» Tarea del ejercicio 1
Según el fragmento sobre la escapada, ¿de qué marca y tipo es el coche que cae al mar?

» Documento
++++++++
III La escapada. Mi muerte.

Encontré, no sin esfuerzo, el acantilado que necesitaba, con acceso al coche y una buena ladera que condujera hacia el vacío salado. Rocié el motor de gasolina, dejé algunas de mis pertenencias (las que había preparado para ello) en los asientos de atrás. Mi cartera con todo: tarjetas, documentación, algo de dinero. Con la puerta del conductor abierta, lo he arrancado, he puesto en punto muerto el coche, he prendido fuego al motor, he cerrado el capó, lo he empujado por detrás. El coche ha ido tomando impulso. Como pesa bastante un Volvo familiar antiguo (llegúe a considerarle mi amigo), enseguida ha cogido velocidad y completamente en llamas ha saltado al vacío. Me ha sorprendido su entrada en el mar. El fuego persistió incluso dentro del agua. Es increíble, pero igual que en las películas americanas por cuyas explosiones inverosímiles siempre protesto, el Volvo, ya dentro del agua, ha explosionado provocando una espléndida onda expansiva. Un pequeño tsunami. Ya sé que parece inexplicable, pero alguna explicación tendrá. Me alegro de que mi muerte al menos haya provocado eso: un tsunami y una perplejidad científica. Ya supongo las noticias de mañana, que no podré leer porque estaré durmiendo en algún lugar del Atlas marroquí, pero su titular será algo así: "Un vehículo incendiado cae al mar en un acantilado de Cádiz". Y la entradilla: "Los servicios marítimos de rescate siguen buscando el cadáver del conductor, cuya puerta se encontraba abierta, y cuyas siglas, según la matrícula del vehículo, corresponden a H.V.".
++++++++
Registros guardados
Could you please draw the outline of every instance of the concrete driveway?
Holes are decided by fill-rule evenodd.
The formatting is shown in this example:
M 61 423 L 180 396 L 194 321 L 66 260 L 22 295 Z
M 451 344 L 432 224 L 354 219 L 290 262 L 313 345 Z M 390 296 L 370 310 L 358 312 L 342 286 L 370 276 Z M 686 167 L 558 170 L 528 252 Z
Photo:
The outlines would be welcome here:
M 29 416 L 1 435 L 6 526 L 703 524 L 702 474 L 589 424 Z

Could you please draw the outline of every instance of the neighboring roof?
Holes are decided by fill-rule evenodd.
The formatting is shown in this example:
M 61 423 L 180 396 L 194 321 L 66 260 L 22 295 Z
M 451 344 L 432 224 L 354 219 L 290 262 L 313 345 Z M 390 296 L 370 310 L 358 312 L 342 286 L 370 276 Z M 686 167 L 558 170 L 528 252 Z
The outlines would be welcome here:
++++++++
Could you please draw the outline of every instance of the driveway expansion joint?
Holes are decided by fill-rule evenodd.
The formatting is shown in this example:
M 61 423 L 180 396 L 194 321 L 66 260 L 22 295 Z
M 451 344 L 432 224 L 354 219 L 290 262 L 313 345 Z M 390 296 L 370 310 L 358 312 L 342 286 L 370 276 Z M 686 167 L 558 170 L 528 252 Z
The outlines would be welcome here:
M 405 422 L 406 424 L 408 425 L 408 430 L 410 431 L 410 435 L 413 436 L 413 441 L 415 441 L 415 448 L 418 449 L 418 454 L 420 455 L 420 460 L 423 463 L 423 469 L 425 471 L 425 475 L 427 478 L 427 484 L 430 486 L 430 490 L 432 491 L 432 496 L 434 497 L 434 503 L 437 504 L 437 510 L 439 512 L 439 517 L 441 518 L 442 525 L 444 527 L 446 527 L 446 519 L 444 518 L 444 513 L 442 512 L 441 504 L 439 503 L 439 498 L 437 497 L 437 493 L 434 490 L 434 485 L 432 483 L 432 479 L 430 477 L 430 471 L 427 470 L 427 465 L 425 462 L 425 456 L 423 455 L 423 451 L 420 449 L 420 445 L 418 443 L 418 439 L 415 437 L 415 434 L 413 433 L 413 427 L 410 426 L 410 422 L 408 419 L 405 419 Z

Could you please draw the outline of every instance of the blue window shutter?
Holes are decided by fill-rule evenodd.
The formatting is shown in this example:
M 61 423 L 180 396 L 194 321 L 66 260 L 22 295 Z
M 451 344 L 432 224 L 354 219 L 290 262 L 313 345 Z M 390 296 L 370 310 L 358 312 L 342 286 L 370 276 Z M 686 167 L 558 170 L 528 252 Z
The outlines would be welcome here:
++++++++
» Tarea del ejercicio 2
Actualiza, por favor, los registros desde la línea que contiene "driveway expansion joint?" hasta la línea que contiene "M 405 422 L", cambiando "formatting" por "layout" sin tocar nada más, y devuelve solo esas líneas.

» Respuesta completa 1
Es un Volvo familiar antiguo.

» Respuesta completa 2
Could you please draw the outline of every instance of the driveway expansion joint?
Holes are decided by fill-rule evenodd.
The layout is shown in this example:
M 61 423 L 180 396 L 194 321 L 66 260 L 22 295 Z
M 451 344 L 432 224 L 354 219 L 290 262 L 313 345 Z M 390 296 L 370 310 L 358 312 L 342 286 L 370 276 Z M 686 167 L 558 170 L 528 252 Z
The outlines would be welcome here:
M 405 422 L 406 424 L 408 425 L 408 430 L 410 431 L 410 435 L 413 436 L 413 441 L 415 441 L 415 448 L 418 449 L 418 454 L 420 455 L 420 460 L 423 463 L 423 469 L 425 471 L 425 475 L 427 478 L 427 484 L 430 486 L 430 490 L 432 491 L 432 496 L 434 497 L 434 503 L 437 504 L 437 510 L 439 512 L 439 517 L 441 518 L 442 525 L 444 527 L 446 527 L 446 519 L 444 518 L 444 513 L 442 512 L 441 504 L 439 503 L 439 498 L 437 497 L 437 493 L 434 490 L 434 485 L 432 483 L 432 479 L 430 477 L 430 471 L 427 470 L 427 465 L 425 462 L 425 456 L 423 455 L 423 451 L 420 449 L 420 445 L 418 443 L 418 439 L 415 437 L 415 434 L 413 433 L 413 427 L 410 426 L 410 422 L 408 419 L 405 419 Z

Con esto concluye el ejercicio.